▸ Work instruction:
Every line below that carries the word "face" needs to be copied.

>>>

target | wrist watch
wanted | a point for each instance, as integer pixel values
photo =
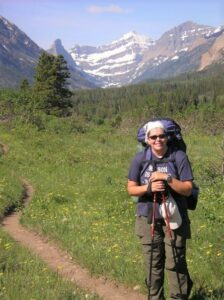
(169, 178)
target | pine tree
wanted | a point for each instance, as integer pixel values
(50, 87)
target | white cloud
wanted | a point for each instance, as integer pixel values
(115, 9)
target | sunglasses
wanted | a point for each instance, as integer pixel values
(155, 137)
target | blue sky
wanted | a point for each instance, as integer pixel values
(94, 22)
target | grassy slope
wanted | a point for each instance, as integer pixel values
(23, 275)
(81, 200)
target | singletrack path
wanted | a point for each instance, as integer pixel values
(60, 261)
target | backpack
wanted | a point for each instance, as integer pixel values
(175, 140)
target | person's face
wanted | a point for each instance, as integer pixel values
(157, 139)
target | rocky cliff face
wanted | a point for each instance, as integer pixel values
(19, 56)
(113, 64)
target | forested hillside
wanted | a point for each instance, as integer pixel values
(76, 147)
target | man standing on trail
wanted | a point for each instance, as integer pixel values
(158, 213)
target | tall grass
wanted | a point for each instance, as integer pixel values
(81, 200)
(23, 275)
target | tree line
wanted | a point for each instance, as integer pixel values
(196, 96)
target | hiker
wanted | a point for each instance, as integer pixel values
(174, 183)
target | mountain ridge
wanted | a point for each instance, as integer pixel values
(132, 58)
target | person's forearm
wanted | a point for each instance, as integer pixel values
(137, 190)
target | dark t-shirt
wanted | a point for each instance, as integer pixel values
(140, 172)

<<<

▸ Task result:
target | person's face
target | rocky cliff face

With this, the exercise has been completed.